*** Exercise inputs Section Begins ***

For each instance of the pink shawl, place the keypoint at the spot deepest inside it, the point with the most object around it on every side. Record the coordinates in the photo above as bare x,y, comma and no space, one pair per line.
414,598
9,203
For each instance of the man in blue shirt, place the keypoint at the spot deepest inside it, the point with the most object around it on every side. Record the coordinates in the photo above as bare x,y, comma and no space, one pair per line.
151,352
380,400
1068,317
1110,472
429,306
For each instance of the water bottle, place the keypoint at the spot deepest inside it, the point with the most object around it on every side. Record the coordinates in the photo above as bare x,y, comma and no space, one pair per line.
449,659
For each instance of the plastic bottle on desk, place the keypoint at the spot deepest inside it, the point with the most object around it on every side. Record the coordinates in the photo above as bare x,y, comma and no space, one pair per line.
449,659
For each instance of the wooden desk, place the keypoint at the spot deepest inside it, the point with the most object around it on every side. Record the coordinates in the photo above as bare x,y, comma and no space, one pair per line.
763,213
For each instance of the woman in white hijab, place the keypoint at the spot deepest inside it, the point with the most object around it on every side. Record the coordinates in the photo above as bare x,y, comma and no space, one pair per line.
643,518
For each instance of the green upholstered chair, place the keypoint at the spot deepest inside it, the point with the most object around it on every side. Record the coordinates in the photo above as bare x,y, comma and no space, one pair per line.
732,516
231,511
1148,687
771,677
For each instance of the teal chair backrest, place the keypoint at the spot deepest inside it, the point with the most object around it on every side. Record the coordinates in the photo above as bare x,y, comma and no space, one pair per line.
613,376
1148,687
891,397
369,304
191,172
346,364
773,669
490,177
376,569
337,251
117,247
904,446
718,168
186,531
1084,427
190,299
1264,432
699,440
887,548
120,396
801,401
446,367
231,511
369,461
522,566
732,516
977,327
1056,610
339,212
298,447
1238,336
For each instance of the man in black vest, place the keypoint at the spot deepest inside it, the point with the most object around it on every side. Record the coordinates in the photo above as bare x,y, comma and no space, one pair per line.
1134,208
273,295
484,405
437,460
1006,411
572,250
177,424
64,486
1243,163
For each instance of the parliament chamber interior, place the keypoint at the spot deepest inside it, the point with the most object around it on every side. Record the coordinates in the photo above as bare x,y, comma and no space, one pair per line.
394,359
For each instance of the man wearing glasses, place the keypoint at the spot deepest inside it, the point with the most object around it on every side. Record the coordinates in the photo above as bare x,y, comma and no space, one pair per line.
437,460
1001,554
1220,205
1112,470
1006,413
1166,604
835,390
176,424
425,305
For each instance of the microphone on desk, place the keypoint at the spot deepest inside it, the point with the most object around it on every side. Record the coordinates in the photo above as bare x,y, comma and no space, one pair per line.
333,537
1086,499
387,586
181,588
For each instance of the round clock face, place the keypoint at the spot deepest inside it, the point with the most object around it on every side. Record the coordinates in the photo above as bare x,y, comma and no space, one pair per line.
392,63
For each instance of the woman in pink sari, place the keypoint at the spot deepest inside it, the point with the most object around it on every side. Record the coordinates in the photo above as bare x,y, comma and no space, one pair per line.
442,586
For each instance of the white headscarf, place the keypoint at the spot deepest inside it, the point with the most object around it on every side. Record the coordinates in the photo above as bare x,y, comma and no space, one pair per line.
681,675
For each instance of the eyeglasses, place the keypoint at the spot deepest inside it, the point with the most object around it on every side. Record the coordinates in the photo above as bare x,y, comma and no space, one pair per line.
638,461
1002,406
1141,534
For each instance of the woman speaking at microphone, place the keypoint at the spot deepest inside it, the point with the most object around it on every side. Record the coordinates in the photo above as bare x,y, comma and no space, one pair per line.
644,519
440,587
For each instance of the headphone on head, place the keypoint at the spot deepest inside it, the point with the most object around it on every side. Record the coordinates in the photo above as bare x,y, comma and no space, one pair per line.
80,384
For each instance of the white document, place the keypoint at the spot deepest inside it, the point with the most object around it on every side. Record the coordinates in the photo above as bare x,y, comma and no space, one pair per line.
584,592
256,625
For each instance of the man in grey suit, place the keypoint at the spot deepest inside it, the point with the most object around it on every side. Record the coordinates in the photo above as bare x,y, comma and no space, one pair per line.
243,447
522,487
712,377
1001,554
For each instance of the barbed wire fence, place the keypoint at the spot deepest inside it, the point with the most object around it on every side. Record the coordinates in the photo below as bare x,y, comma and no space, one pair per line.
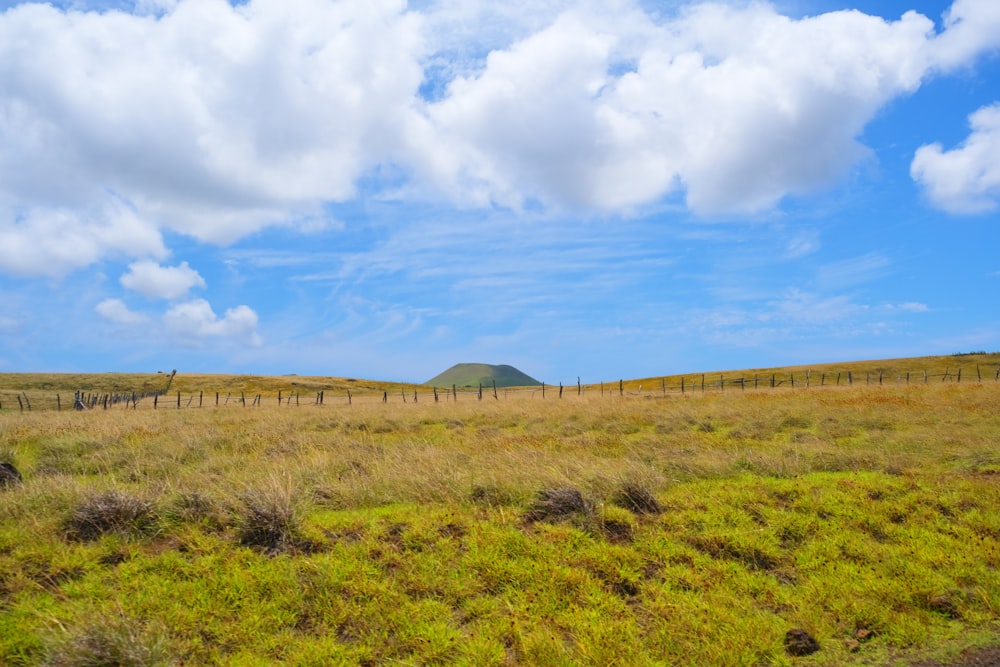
681,385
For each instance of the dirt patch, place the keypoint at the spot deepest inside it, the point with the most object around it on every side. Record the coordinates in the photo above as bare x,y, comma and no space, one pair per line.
988,656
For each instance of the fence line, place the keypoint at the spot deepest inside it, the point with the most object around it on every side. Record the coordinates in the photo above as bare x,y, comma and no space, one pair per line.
679,385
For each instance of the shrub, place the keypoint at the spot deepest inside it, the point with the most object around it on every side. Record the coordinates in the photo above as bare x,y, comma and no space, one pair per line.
111,641
110,512
269,518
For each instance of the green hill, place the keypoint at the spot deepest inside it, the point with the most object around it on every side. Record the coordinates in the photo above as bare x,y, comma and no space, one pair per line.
472,375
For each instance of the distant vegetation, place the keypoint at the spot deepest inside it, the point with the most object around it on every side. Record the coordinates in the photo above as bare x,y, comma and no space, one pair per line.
473,375
856,523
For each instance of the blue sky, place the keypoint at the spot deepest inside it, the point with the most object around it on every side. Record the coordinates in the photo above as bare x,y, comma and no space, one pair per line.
578,188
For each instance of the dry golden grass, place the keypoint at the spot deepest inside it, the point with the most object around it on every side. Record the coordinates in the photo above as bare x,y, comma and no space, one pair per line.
402,532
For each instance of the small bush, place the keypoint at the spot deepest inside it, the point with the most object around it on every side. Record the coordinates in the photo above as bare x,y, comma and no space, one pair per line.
269,518
111,641
9,475
556,504
110,512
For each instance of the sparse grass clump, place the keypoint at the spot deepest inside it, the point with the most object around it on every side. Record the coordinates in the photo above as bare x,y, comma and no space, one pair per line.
109,641
269,517
557,504
638,499
99,513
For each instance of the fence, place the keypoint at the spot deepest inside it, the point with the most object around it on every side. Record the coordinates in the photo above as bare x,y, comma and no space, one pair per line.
671,385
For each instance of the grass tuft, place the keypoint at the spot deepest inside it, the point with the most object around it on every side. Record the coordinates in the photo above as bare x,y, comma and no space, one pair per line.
637,499
9,475
270,517
110,512
108,641
557,504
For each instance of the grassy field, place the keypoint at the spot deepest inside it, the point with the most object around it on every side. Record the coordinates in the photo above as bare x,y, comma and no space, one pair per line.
635,529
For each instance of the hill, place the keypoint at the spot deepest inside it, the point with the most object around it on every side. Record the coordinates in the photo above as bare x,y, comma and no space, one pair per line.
472,375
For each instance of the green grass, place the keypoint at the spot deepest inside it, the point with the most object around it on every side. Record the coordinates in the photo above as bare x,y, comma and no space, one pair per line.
710,525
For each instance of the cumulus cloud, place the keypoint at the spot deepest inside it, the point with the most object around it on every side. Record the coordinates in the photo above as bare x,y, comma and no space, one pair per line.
53,241
161,282
213,120
115,310
739,106
965,179
194,320
217,119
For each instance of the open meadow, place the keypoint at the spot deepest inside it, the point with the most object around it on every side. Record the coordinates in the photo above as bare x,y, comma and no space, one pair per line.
610,526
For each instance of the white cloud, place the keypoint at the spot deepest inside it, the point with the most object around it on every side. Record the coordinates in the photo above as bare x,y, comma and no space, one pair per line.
194,320
116,311
216,120
54,241
161,282
971,27
965,179
739,106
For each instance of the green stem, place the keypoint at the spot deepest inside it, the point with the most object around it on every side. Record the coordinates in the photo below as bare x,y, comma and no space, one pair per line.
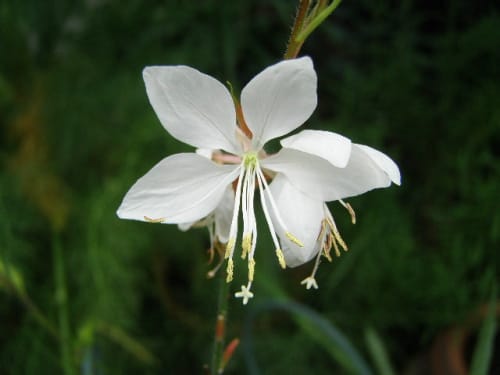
293,47
62,305
220,326
316,21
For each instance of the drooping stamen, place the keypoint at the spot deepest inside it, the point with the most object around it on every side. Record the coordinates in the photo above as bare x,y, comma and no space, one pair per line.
150,220
266,211
333,229
289,235
281,258
310,281
349,209
251,269
230,267
245,293
233,231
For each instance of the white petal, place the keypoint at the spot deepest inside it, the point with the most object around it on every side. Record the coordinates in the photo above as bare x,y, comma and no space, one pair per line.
182,188
384,162
302,216
279,99
224,214
327,145
320,180
193,107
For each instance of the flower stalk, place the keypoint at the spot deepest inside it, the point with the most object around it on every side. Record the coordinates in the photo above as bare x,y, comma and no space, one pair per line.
308,18
218,363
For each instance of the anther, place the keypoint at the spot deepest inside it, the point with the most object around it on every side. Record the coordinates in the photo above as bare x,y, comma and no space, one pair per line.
229,247
349,209
281,258
246,245
150,220
294,239
229,270
251,269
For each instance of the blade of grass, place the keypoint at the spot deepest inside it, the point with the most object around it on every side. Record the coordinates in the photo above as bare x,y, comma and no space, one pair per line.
481,358
319,328
378,352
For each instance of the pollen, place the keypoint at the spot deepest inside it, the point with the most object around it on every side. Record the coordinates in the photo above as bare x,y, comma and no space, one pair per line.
229,270
229,247
281,258
150,220
246,245
250,160
294,239
251,269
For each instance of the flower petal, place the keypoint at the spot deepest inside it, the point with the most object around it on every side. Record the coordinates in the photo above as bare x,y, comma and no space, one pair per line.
327,145
302,216
193,107
384,162
279,99
224,214
321,180
179,189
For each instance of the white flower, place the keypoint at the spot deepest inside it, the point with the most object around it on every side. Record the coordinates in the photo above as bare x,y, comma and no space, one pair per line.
312,168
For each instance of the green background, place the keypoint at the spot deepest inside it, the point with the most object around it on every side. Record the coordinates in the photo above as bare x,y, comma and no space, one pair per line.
419,80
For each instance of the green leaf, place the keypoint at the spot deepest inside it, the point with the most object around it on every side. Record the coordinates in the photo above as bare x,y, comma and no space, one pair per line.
481,358
318,328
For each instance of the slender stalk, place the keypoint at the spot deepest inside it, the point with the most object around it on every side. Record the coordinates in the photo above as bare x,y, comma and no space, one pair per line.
293,46
317,21
217,365
62,305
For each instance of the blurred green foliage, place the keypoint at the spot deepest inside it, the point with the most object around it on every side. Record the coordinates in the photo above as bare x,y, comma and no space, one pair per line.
84,292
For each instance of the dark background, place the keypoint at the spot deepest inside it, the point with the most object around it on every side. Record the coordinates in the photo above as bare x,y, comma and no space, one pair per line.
419,80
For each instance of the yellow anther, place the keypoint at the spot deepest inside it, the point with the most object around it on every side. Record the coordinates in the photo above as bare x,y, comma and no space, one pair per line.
326,251
351,212
251,268
150,220
281,258
336,247
339,239
229,270
246,245
294,239
229,247
349,209
336,235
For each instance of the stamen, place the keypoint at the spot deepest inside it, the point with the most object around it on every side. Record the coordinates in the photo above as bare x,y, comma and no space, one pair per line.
245,293
263,182
159,220
311,281
294,239
246,245
251,268
266,211
281,258
327,246
229,270
233,231
338,239
229,247
349,209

*** Exercise inputs Section Ends ***

** Requirement **
Transcribe exactly the lines from the one containing "For each instance of the blurred" through the end of the records, both included, and nothing else.

** Answer below **
For each instance of the blurred green foliage, place the keypoint at the spot deepest inside it, the point with the most object around it on every side. Record the coordinates in the photo above as bare x,y, comma and no space, one pair per line.
84,292
For each instance of the dark background, place the keypoint at the spot deepest inside it, the point with the most object around it on every side. Record the coordinates in the photo above as bare x,y, comma and no space, one pair per line.
419,80
For each instance of the yellow anther, place the keypoint at the spot deepest inside it, the point with the most object around it on every side. Record the coordinates in the photo above as bare x,y, comma and no space, one pair per line.
326,251
351,212
251,268
150,220
281,258
336,247
339,239
229,270
246,245
294,239
229,247
349,209
336,235
For each instance of the stamen, place the keypoint at the spot deepest inside it, the point with the most object around it on every side. Record the coordinates in the photo above as bare x,y, comma and no space, one pair per line.
245,293
263,182
159,220
311,281
294,239
246,245
251,268
266,211
281,258
327,246
229,270
233,231
338,239
229,247
349,209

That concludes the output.